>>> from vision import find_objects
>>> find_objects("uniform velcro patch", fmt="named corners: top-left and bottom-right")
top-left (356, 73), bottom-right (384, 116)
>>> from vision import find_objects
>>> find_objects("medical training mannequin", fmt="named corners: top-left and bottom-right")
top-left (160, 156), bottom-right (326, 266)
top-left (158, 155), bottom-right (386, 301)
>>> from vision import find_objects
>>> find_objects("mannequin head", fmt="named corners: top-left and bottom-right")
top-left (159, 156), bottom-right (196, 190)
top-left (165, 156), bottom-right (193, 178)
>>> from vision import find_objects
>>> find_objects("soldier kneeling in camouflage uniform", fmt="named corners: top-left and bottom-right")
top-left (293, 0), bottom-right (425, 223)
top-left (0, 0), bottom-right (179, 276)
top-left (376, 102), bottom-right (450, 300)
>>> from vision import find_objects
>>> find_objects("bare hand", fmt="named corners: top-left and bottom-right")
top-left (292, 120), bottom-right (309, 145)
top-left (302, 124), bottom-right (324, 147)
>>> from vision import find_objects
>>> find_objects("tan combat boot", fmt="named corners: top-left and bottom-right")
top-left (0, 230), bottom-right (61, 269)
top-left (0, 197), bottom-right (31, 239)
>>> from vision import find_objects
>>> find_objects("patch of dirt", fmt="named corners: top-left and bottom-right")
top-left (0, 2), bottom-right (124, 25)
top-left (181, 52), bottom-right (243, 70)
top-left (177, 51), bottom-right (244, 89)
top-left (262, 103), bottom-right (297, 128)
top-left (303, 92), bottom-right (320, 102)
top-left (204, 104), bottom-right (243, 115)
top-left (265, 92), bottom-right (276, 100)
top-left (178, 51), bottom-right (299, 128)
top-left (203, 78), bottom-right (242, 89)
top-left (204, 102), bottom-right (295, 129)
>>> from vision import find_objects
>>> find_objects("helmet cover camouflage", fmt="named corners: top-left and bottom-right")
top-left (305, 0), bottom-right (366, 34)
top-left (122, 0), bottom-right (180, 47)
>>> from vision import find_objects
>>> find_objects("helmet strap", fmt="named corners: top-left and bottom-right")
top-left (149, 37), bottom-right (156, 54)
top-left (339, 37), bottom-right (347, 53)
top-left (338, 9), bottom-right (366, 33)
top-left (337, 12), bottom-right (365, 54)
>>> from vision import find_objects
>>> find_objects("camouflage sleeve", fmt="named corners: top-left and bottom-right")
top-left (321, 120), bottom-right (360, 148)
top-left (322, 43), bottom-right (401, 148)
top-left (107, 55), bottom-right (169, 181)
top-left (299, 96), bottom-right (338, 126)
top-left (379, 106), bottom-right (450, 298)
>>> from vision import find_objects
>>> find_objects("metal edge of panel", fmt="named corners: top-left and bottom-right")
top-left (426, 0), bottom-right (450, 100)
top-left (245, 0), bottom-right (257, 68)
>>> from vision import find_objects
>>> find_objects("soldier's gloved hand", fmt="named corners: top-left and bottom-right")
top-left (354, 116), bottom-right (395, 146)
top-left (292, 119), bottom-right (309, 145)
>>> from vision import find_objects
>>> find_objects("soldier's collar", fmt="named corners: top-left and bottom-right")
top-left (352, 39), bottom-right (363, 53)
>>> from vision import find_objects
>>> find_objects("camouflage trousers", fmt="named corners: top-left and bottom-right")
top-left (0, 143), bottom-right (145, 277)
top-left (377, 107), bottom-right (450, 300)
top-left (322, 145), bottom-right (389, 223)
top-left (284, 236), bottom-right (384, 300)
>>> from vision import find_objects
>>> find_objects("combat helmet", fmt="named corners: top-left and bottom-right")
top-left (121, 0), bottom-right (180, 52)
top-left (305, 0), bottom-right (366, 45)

• **Task objective**
Set down the listing above in its entirety, exactly as written.

• **Response to the exercise**
>>> from vision import find_objects
>>> find_objects("uniform velcro patch", fmt="named corners: top-left and bottom-right")
top-left (356, 73), bottom-right (384, 116)
>>> from vision import find_objects
>>> find_objects("medical training mannequin", fmt="named corners: top-left and bottom-right")
top-left (160, 156), bottom-right (326, 266)
top-left (158, 155), bottom-right (386, 301)
>>> from vision import find_objects
>>> find_objects("mannequin head", fmt="named corners: top-left and bottom-right")
top-left (159, 156), bottom-right (196, 190)
top-left (165, 156), bottom-right (193, 178)
>>> from vision import find_objects
>>> find_objects("soldier kneeling in camouflage uniform", fmt="named corners: top-left and bottom-right")
top-left (293, 0), bottom-right (425, 223)
top-left (0, 0), bottom-right (179, 276)
top-left (376, 102), bottom-right (450, 300)
>>> from vision import find_objects
>>> find_objects("bare hand", fmt="named corners: top-left and bottom-right")
top-left (292, 120), bottom-right (309, 145)
top-left (302, 124), bottom-right (324, 147)
>>> from vision import find_objects
>>> find_objects("tan combat boot", fmt="named corners: top-left and bottom-right")
top-left (0, 230), bottom-right (61, 269)
top-left (0, 197), bottom-right (31, 239)
>>> from vision import find_objects
>>> find_objects("patch of dirt", fmt="named corners: top-left and bottom-right")
top-left (0, 2), bottom-right (124, 25)
top-left (181, 52), bottom-right (243, 70)
top-left (177, 51), bottom-right (244, 89)
top-left (262, 103), bottom-right (297, 128)
top-left (303, 92), bottom-right (320, 102)
top-left (204, 104), bottom-right (243, 115)
top-left (265, 92), bottom-right (276, 100)
top-left (178, 51), bottom-right (299, 128)
top-left (203, 78), bottom-right (242, 89)
top-left (204, 102), bottom-right (295, 129)
>>> from vision import find_objects
>>> find_objects("helmet cover camouflage", fmt="named corners: top-left and bottom-right")
top-left (305, 0), bottom-right (366, 34)
top-left (122, 0), bottom-right (180, 47)
>>> from vision import find_objects
>>> find_objects("helmet strap", fmt="named corners: top-left and bottom-right")
top-left (149, 37), bottom-right (156, 54)
top-left (339, 37), bottom-right (347, 53)
top-left (338, 9), bottom-right (366, 33)
top-left (337, 12), bottom-right (365, 54)
>>> from vision import find_objects
>>> find_objects("camouflage sleeve", fmt="named corners: top-left and bottom-right")
top-left (321, 120), bottom-right (360, 148)
top-left (322, 43), bottom-right (401, 148)
top-left (107, 55), bottom-right (169, 181)
top-left (299, 96), bottom-right (338, 126)
top-left (379, 106), bottom-right (450, 298)
>>> from vision import find_objects
>>> find_objects("metal edge of panel", fmt="named corners: top-left and bottom-right")
top-left (426, 0), bottom-right (450, 100)
top-left (245, 0), bottom-right (257, 68)
>>> from vision import find_objects
>>> find_objects("soldier's gloved hand", fmt="named corners: top-left and bottom-right")
top-left (354, 116), bottom-right (395, 146)
top-left (292, 119), bottom-right (309, 145)
>>> from vision import find_objects
>>> find_objects("soldier's collar", fmt="named corners: top-left and bottom-right")
top-left (352, 39), bottom-right (363, 53)
>>> from vision import find_objects
>>> find_objects("camouflage trousers", fmt="named corners: top-left and bottom-right")
top-left (0, 143), bottom-right (145, 277)
top-left (377, 107), bottom-right (450, 300)
top-left (322, 145), bottom-right (389, 223)
top-left (284, 236), bottom-right (384, 300)
>>> from vision import find_objects
>>> find_objects("combat helmet", fmt="named corners: top-left and bottom-right")
top-left (121, 0), bottom-right (180, 52)
top-left (305, 0), bottom-right (366, 45)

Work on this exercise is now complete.